TO DO
Transcribe all of the material below word for word and leave out its pictures.

GIVEN ENTRIES
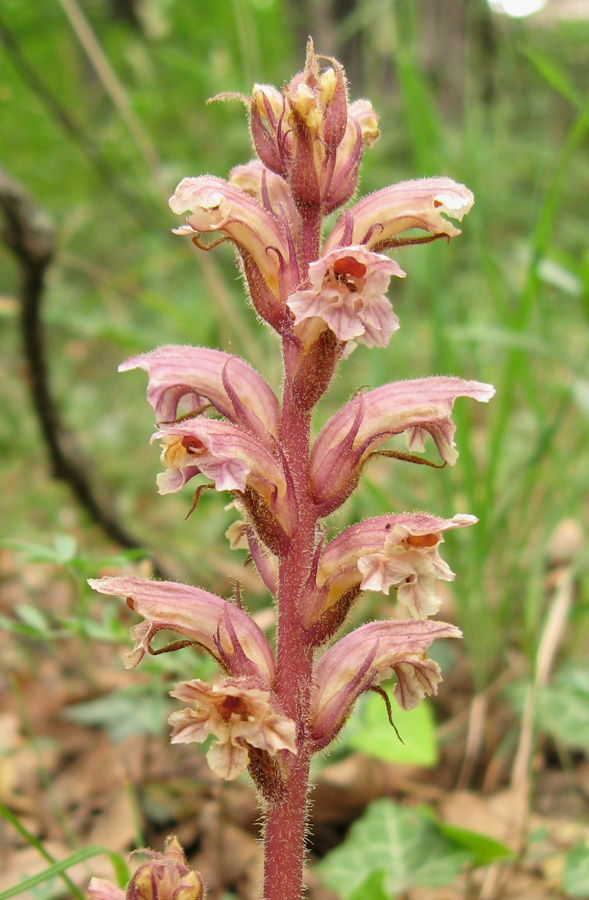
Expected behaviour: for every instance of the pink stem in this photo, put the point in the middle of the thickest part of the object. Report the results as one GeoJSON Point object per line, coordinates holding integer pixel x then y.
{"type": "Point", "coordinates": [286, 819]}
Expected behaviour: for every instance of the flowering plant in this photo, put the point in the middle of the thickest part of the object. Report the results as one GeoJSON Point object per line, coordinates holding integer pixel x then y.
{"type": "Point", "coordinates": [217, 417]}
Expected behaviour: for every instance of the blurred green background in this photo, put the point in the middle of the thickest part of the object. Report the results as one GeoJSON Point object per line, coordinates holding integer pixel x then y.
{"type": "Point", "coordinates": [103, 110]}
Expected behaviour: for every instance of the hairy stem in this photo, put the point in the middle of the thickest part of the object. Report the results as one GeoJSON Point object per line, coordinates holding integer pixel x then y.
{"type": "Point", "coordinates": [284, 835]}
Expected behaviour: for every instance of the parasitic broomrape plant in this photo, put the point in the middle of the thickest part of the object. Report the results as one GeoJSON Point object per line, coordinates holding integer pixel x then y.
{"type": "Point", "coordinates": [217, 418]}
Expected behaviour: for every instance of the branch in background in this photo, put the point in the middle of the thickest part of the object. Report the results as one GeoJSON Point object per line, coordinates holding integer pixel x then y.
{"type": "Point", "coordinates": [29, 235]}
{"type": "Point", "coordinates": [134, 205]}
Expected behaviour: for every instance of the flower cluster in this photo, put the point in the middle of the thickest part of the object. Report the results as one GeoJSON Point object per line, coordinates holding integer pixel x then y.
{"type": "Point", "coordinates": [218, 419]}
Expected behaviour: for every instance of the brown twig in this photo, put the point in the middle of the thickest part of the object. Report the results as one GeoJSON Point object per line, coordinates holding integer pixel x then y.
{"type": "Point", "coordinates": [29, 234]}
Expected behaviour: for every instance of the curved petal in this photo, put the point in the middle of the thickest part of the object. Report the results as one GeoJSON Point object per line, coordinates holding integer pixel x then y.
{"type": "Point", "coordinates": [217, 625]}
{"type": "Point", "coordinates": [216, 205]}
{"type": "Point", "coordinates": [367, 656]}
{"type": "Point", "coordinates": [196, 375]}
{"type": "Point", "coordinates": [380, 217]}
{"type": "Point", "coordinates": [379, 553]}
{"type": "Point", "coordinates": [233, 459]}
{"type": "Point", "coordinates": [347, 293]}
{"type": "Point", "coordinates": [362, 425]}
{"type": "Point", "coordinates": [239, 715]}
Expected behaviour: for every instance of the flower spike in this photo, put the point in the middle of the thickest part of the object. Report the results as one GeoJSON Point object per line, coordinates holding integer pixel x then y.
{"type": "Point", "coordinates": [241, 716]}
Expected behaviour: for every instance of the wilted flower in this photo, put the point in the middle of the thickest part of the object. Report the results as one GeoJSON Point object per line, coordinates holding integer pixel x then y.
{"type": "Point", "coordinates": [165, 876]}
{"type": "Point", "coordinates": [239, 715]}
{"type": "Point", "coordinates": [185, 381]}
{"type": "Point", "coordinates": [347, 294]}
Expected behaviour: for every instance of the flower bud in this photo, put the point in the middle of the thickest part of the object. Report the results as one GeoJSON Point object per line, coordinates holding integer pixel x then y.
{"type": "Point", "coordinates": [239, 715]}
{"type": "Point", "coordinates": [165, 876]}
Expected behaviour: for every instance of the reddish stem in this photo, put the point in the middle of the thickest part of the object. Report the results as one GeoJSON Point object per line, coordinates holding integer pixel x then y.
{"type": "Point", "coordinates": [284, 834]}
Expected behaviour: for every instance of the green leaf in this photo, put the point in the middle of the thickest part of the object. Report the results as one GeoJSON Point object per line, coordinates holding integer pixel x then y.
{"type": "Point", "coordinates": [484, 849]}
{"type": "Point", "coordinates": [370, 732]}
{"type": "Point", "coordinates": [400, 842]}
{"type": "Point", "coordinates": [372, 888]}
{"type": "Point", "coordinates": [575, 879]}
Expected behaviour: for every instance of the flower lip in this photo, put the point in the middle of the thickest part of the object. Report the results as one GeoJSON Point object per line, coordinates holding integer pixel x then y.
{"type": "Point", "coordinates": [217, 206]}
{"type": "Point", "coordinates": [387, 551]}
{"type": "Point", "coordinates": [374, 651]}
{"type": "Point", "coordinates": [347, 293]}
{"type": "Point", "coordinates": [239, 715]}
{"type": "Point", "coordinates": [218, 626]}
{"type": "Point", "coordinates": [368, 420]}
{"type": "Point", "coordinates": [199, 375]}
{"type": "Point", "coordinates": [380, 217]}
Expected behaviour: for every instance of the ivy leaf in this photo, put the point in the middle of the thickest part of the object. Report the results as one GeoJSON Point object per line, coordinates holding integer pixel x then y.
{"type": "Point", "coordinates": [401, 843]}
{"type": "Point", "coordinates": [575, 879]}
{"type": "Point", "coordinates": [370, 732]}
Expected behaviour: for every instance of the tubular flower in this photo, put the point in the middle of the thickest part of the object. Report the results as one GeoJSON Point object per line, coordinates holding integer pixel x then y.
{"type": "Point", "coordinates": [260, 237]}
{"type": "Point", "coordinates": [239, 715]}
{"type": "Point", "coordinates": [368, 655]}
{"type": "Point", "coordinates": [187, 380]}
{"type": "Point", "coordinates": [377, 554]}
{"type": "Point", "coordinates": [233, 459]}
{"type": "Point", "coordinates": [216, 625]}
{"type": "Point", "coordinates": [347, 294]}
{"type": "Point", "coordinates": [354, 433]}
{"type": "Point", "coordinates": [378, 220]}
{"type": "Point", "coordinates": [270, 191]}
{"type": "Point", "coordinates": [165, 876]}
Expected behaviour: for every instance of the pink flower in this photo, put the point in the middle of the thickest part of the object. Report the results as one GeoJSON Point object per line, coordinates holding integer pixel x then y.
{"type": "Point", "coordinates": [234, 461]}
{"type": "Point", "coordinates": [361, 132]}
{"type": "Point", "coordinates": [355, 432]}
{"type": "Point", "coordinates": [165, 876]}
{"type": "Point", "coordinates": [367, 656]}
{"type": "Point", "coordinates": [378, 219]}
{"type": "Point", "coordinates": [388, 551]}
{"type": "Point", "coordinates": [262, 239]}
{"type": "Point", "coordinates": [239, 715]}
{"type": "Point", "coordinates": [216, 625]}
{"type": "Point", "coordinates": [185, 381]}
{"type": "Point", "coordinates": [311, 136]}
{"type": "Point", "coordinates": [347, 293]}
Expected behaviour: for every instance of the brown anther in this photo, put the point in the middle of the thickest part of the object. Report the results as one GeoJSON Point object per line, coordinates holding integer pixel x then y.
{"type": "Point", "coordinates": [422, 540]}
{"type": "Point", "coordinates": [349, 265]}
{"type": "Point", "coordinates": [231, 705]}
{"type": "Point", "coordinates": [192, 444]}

RESULT OF THE EXERCISE
Expected behaviour: for every instance of the pink stem in this photo, put the point in the middle of the thickest part of the object. Report the results as one GeoJSON Point object per line, coordinates holding integer pixel x then y.
{"type": "Point", "coordinates": [286, 819]}
Expected behaviour: for every instance of the flowering plant in this photo, put the point in the middle of the thickest part of the object. Report the results as one GeoJSON Point object per line, coordinates holding integer pixel x then y.
{"type": "Point", "coordinates": [217, 417]}
Expected behaviour: for every instance of the blurred green background in this photo, put the point in the middle of the thickest part of the object. Report the results as one GeoJSON Point object per line, coordinates holding integer pixel x then y.
{"type": "Point", "coordinates": [103, 110]}
Expected behaviour: for every instance of the hairy stem in this photo, put the point in the middle of the thickest part of the object. Report the results as one GeoJSON Point object per line, coordinates holding integer pixel x then y.
{"type": "Point", "coordinates": [284, 835]}
Expected behaviour: for every instance of the parasitic broomrape plant in this photo, put the point in the middle of the thickest part of the object. Report the results as one GeoJSON Point object per line, coordinates holding integer pixel x then y.
{"type": "Point", "coordinates": [217, 418]}
Expected behaviour: for every instance of the branch in background in this photo, put the point in the middle of the thickest part of the object. Report the results as one GeoJSON Point object per line, coordinates holding integer pixel x then y.
{"type": "Point", "coordinates": [29, 235]}
{"type": "Point", "coordinates": [134, 205]}
Expected behaviour: for every instance of the flower cluster in this photo, put the point in the middle of the thickest part of the object. Report the results as one GeoJSON Point object per line, coordinates holding integer pixel x then y.
{"type": "Point", "coordinates": [218, 419]}
Expected behaviour: for every instance of the brown twig in this photo, put the point in the middle of the thickest part of the object. Report the results as one GeoJSON Point object per line, coordinates holding integer pixel x then y.
{"type": "Point", "coordinates": [29, 234]}
Expected behaviour: for every instance of the curved petal in this photo, put the point in the middle of the thickest part of the object. Report the results as one GeoJSON Point object per line, coordinates holding integer pixel x then y.
{"type": "Point", "coordinates": [217, 625]}
{"type": "Point", "coordinates": [216, 205]}
{"type": "Point", "coordinates": [367, 656]}
{"type": "Point", "coordinates": [196, 375]}
{"type": "Point", "coordinates": [380, 217]}
{"type": "Point", "coordinates": [379, 553]}
{"type": "Point", "coordinates": [233, 459]}
{"type": "Point", "coordinates": [347, 293]}
{"type": "Point", "coordinates": [362, 425]}
{"type": "Point", "coordinates": [239, 715]}
Expected behaviour: for every instance of the flower spike in this photo, put the point in the middle of the thickest part of the object. Report the results as one GeoJSON Point object per line, coordinates holding integer pixel x then y.
{"type": "Point", "coordinates": [241, 716]}
Expected behaviour: for every instance of the wilted flower in this photo, put the point in the middle of the thickest part of the object. Report the results as one GeoJSON Point object per line, coordinates holding integer pixel x then y.
{"type": "Point", "coordinates": [165, 876]}
{"type": "Point", "coordinates": [239, 715]}
{"type": "Point", "coordinates": [185, 381]}
{"type": "Point", "coordinates": [347, 294]}
Expected behaviour: for every instance of the flower bud in this photo, put the point in the middle of the thickest part of the object. Report the results as one GeoJSON Point object per line, coordinates holding integer pixel x then y.
{"type": "Point", "coordinates": [239, 715]}
{"type": "Point", "coordinates": [165, 876]}
Expected behaviour: for every instance of the reddish stem in this photo, put the point in the middle of the thickest part of the object. Report the results as one GeoJSON Point object per line, coordinates holding integer pixel x then y.
{"type": "Point", "coordinates": [284, 834]}
Expected behaviour: for every instance of the green leaf in this photo, put the point in the middle of the thickest part of the object. Report the results as one GeoJSON Point object per line, coordinates holding integer pixel x then y.
{"type": "Point", "coordinates": [484, 849]}
{"type": "Point", "coordinates": [370, 732]}
{"type": "Point", "coordinates": [400, 842]}
{"type": "Point", "coordinates": [372, 888]}
{"type": "Point", "coordinates": [575, 879]}
Expected behaviour: for every instance of the flower lip in this photo, put the point in the middle of the thickest part of the object. Report the results as one GeoJSON Point object per line, coordinates holding integer pixel x then y.
{"type": "Point", "coordinates": [217, 206]}
{"type": "Point", "coordinates": [387, 551]}
{"type": "Point", "coordinates": [374, 651]}
{"type": "Point", "coordinates": [347, 293]}
{"type": "Point", "coordinates": [239, 715]}
{"type": "Point", "coordinates": [218, 626]}
{"type": "Point", "coordinates": [368, 420]}
{"type": "Point", "coordinates": [199, 375]}
{"type": "Point", "coordinates": [380, 217]}
Expected behaviour: for every instance of the ivy leaf in this photo, put the point in the middle of the thickest part of the object. Report the results as one GeoJSON Point object per line, coordinates holding integer pixel x then y.
{"type": "Point", "coordinates": [401, 843]}
{"type": "Point", "coordinates": [575, 879]}
{"type": "Point", "coordinates": [370, 732]}
Expected behaviour: for every instance of the tubular flower in this photo, put the point in the middle of the thickest part of the object. Report the results as one GeoJSON Point object per line, coordinates holding integer pixel x then y.
{"type": "Point", "coordinates": [260, 237]}
{"type": "Point", "coordinates": [239, 715]}
{"type": "Point", "coordinates": [368, 655]}
{"type": "Point", "coordinates": [187, 380]}
{"type": "Point", "coordinates": [377, 554]}
{"type": "Point", "coordinates": [233, 459]}
{"type": "Point", "coordinates": [216, 625]}
{"type": "Point", "coordinates": [347, 294]}
{"type": "Point", "coordinates": [354, 433]}
{"type": "Point", "coordinates": [378, 220]}
{"type": "Point", "coordinates": [270, 191]}
{"type": "Point", "coordinates": [165, 876]}
Expected behaviour: for every instance of the pink flower in this photo, put the point in the middle of the thickest part of the object. Report the results as one GeoJSON Point object per line, coordinates holding integer pixel x then y.
{"type": "Point", "coordinates": [234, 461]}
{"type": "Point", "coordinates": [361, 132]}
{"type": "Point", "coordinates": [355, 432]}
{"type": "Point", "coordinates": [165, 876]}
{"type": "Point", "coordinates": [367, 656]}
{"type": "Point", "coordinates": [378, 219]}
{"type": "Point", "coordinates": [388, 551]}
{"type": "Point", "coordinates": [262, 239]}
{"type": "Point", "coordinates": [239, 715]}
{"type": "Point", "coordinates": [216, 625]}
{"type": "Point", "coordinates": [185, 381]}
{"type": "Point", "coordinates": [311, 136]}
{"type": "Point", "coordinates": [347, 293]}
Expected behaviour: for every instance of the brown anther in this photo, put the point in the middle of the thickest part of the object. Report the results as one GeoJSON Point object per line, coordinates holding integer pixel x then y.
{"type": "Point", "coordinates": [422, 540]}
{"type": "Point", "coordinates": [349, 265]}
{"type": "Point", "coordinates": [231, 705]}
{"type": "Point", "coordinates": [192, 444]}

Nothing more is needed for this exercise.